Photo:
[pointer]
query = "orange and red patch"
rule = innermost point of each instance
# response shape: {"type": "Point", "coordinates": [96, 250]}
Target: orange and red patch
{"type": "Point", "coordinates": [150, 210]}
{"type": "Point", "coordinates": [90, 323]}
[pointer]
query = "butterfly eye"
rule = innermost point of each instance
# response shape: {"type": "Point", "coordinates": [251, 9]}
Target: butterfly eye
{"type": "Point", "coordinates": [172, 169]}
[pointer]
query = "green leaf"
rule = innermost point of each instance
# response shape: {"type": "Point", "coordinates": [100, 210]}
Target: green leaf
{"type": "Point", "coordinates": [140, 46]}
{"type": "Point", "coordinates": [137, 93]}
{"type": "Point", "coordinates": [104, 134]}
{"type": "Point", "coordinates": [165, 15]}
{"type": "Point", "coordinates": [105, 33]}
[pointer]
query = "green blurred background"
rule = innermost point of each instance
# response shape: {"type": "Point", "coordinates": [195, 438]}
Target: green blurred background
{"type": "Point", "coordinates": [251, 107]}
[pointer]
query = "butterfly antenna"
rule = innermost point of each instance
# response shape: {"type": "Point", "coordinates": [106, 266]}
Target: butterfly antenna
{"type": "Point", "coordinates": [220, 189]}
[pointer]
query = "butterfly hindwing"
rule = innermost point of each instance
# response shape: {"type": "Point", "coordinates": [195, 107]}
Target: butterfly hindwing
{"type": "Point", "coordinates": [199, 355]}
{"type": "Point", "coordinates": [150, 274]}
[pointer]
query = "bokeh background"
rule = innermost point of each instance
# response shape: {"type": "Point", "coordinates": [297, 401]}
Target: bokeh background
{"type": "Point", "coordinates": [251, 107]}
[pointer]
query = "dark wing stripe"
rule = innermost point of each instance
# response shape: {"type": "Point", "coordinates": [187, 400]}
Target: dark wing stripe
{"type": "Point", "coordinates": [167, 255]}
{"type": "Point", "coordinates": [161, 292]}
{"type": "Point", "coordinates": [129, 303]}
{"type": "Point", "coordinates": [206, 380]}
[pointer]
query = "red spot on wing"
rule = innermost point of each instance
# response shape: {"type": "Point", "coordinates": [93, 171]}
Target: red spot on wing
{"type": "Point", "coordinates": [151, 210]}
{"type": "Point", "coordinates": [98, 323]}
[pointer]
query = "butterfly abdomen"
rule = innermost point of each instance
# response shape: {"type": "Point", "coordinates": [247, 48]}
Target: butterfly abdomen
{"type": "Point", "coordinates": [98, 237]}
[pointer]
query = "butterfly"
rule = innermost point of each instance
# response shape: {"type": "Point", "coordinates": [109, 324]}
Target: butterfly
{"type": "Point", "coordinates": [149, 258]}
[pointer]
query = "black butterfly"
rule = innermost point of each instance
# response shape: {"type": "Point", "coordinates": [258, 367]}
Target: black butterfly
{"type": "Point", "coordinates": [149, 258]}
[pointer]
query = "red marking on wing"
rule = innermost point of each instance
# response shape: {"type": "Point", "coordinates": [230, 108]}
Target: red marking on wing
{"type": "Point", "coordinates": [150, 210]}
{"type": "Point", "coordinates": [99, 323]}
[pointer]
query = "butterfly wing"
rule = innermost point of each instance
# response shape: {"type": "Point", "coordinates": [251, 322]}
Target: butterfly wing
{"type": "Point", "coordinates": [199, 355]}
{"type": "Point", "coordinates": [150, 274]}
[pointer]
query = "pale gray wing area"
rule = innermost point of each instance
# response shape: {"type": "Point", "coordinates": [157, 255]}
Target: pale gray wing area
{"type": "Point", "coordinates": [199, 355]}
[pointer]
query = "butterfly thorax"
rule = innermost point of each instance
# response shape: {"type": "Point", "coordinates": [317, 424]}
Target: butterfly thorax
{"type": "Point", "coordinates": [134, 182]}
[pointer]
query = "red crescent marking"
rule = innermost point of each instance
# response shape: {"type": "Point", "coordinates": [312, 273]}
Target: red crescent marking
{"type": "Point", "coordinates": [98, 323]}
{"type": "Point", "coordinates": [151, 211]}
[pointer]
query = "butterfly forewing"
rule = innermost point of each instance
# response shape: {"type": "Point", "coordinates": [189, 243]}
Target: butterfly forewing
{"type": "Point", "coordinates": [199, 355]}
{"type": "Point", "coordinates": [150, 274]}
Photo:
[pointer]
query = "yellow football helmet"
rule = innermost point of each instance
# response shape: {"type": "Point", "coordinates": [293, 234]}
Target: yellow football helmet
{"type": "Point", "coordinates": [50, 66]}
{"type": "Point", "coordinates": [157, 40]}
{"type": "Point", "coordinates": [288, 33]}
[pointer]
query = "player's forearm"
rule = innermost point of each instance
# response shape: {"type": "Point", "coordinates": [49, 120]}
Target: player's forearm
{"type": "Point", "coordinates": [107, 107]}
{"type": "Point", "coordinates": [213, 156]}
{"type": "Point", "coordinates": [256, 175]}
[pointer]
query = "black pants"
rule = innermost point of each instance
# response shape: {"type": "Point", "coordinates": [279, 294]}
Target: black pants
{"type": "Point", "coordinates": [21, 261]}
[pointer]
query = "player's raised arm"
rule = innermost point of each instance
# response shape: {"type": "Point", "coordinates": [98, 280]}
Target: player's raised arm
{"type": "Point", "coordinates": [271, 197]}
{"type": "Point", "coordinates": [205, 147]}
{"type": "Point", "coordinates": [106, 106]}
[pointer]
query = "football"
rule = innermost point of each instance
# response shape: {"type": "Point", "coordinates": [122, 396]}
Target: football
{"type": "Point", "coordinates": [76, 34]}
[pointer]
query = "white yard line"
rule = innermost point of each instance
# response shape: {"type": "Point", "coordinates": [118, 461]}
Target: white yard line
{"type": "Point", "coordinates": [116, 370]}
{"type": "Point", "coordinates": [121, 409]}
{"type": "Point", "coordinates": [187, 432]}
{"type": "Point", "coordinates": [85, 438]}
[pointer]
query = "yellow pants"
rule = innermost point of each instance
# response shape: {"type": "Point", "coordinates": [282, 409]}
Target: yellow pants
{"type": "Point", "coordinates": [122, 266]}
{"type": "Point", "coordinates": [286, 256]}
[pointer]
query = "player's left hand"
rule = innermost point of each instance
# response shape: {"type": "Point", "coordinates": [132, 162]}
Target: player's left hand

> **STATED PROBLEM**: Repeat every record, keeping each word and mark exactly as it is.

> **PROBLEM SOLUTION**:
Photo:
[pointer]
query = "orange and red patch"
rule = innermost point of each instance
# response shape: {"type": "Point", "coordinates": [96, 250]}
Target: orange and red patch
{"type": "Point", "coordinates": [150, 210]}
{"type": "Point", "coordinates": [90, 323]}
[pointer]
query = "butterfly eye"
rule = innermost point of each instance
# response shape: {"type": "Point", "coordinates": [251, 9]}
Target: butterfly eye
{"type": "Point", "coordinates": [172, 169]}
[pointer]
query = "green leaf"
rule = innermost point of each instance
# response shape: {"type": "Point", "coordinates": [100, 210]}
Target: green leaf
{"type": "Point", "coordinates": [140, 46]}
{"type": "Point", "coordinates": [137, 93]}
{"type": "Point", "coordinates": [104, 134]}
{"type": "Point", "coordinates": [165, 15]}
{"type": "Point", "coordinates": [105, 33]}
[pointer]
query = "green blurred background"
rule = innermost point of each instance
# response shape: {"type": "Point", "coordinates": [195, 438]}
Target: green blurred background
{"type": "Point", "coordinates": [251, 107]}
[pointer]
query = "butterfly antenna"
rule = innermost point of each instance
# response shape: {"type": "Point", "coordinates": [106, 266]}
Target: butterfly antenna
{"type": "Point", "coordinates": [220, 189]}
[pointer]
query = "butterfly hindwing"
rule = innermost point of each instance
# response shape: {"type": "Point", "coordinates": [195, 107]}
Target: butterfly hindwing
{"type": "Point", "coordinates": [199, 355]}
{"type": "Point", "coordinates": [150, 274]}
[pointer]
query = "bokeh background"
rule = innermost point of each instance
# response shape: {"type": "Point", "coordinates": [297, 401]}
Target: bokeh background
{"type": "Point", "coordinates": [251, 107]}
[pointer]
query = "dark wing stripe"
rule = innermost point of each instance
# response shape: {"type": "Point", "coordinates": [187, 400]}
Target: dark wing stripe
{"type": "Point", "coordinates": [167, 255]}
{"type": "Point", "coordinates": [161, 292]}
{"type": "Point", "coordinates": [129, 303]}
{"type": "Point", "coordinates": [206, 380]}
[pointer]
query = "red spot on wing"
rule = innermost point of each instance
# response shape: {"type": "Point", "coordinates": [93, 171]}
Target: red spot on wing
{"type": "Point", "coordinates": [151, 210]}
{"type": "Point", "coordinates": [98, 323]}
[pointer]
query = "butterfly abdomen"
rule = innermost point of each instance
# response shape: {"type": "Point", "coordinates": [247, 48]}
Target: butterfly abdomen
{"type": "Point", "coordinates": [98, 237]}
[pointer]
query = "butterfly"
rule = innermost point of each instance
# response shape: {"type": "Point", "coordinates": [109, 324]}
Target: butterfly
{"type": "Point", "coordinates": [149, 258]}
[pointer]
query = "black butterfly"
rule = innermost point of each instance
# response shape: {"type": "Point", "coordinates": [258, 367]}
Target: black butterfly
{"type": "Point", "coordinates": [149, 258]}
[pointer]
query = "red marking on wing"
rule = innermost point of each instance
# response shape: {"type": "Point", "coordinates": [230, 108]}
Target: red marking on wing
{"type": "Point", "coordinates": [150, 210]}
{"type": "Point", "coordinates": [99, 323]}
[pointer]
query = "butterfly wing"
rule = innermost point of each instance
# response shape: {"type": "Point", "coordinates": [251, 322]}
Target: butterfly wing
{"type": "Point", "coordinates": [199, 355]}
{"type": "Point", "coordinates": [150, 274]}
[pointer]
query = "pale gray wing area"
rule = innermost point of each instance
# response shape: {"type": "Point", "coordinates": [157, 255]}
Target: pale gray wing area
{"type": "Point", "coordinates": [199, 355]}
[pointer]
query = "butterfly thorax"
rule = innermost point of each instance
# response shape: {"type": "Point", "coordinates": [317, 424]}
Target: butterfly thorax
{"type": "Point", "coordinates": [134, 182]}
[pointer]
query = "red crescent marking"
rule = innermost point of each instance
# response shape: {"type": "Point", "coordinates": [312, 273]}
Target: red crescent marking
{"type": "Point", "coordinates": [98, 323]}
{"type": "Point", "coordinates": [151, 211]}
[pointer]
query = "butterfly forewing"
rule = innermost point of each instance
# response shape: {"type": "Point", "coordinates": [189, 243]}
Target: butterfly forewing
{"type": "Point", "coordinates": [199, 355]}
{"type": "Point", "coordinates": [150, 274]}
Photo:
[pointer]
query = "yellow football helmet"
rule = innermost point of each instance
# response shape: {"type": "Point", "coordinates": [293, 234]}
Target: yellow football helmet
{"type": "Point", "coordinates": [50, 66]}
{"type": "Point", "coordinates": [157, 40]}
{"type": "Point", "coordinates": [288, 33]}
[pointer]
query = "player's forearm"
rule = innermost point of each instance
# response shape: {"type": "Point", "coordinates": [49, 120]}
Target: player's forearm
{"type": "Point", "coordinates": [107, 107]}
{"type": "Point", "coordinates": [213, 156]}
{"type": "Point", "coordinates": [256, 175]}
[pointer]
query = "black pants"
rule = innermost point of each instance
# response shape: {"type": "Point", "coordinates": [279, 294]}
Target: black pants
{"type": "Point", "coordinates": [21, 261]}
[pointer]
query = "player's raised arm"
rule = innermost point of each instance
# response shape: {"type": "Point", "coordinates": [98, 280]}
Target: player's raised arm
{"type": "Point", "coordinates": [271, 197]}
{"type": "Point", "coordinates": [205, 147]}
{"type": "Point", "coordinates": [106, 106]}
[pointer]
query = "football"
rule = innermost point of each instance
# response shape: {"type": "Point", "coordinates": [122, 396]}
Target: football
{"type": "Point", "coordinates": [76, 34]}
[pointer]
query = "white yard line"
rule = innermost point of each instance
# response shape: {"type": "Point", "coordinates": [118, 461]}
Target: white yard line
{"type": "Point", "coordinates": [116, 370]}
{"type": "Point", "coordinates": [121, 409]}
{"type": "Point", "coordinates": [187, 432]}
{"type": "Point", "coordinates": [85, 438]}
[pointer]
query = "yellow pants"
rule = innermost point of each instance
# response shape: {"type": "Point", "coordinates": [282, 409]}
Target: yellow pants
{"type": "Point", "coordinates": [122, 266]}
{"type": "Point", "coordinates": [286, 256]}
[pointer]
query = "player's left hand"
rule = innermost point of each instance
# response shape: {"type": "Point", "coordinates": [132, 162]}
Target: player's left hand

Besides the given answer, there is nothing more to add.